Segment Start: Information given

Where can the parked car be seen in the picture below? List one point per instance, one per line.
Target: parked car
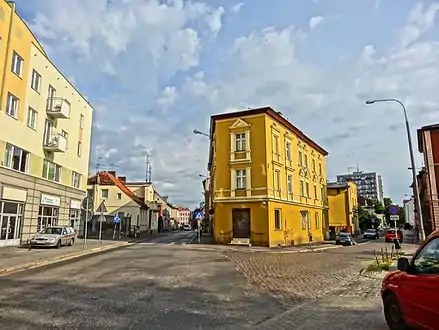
(371, 234)
(55, 236)
(344, 239)
(411, 294)
(391, 236)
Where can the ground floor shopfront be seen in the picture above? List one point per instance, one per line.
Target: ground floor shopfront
(28, 204)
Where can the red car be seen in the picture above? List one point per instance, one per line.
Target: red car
(390, 235)
(411, 294)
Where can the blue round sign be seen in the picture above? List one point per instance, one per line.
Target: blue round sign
(393, 210)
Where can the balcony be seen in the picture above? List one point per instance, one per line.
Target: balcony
(55, 143)
(58, 107)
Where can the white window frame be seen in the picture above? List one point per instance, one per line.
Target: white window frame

Segment End: Information given

Among the lines of the listing, count those holding the string "white" and reply with the count only.

Answer to this exercise -> 2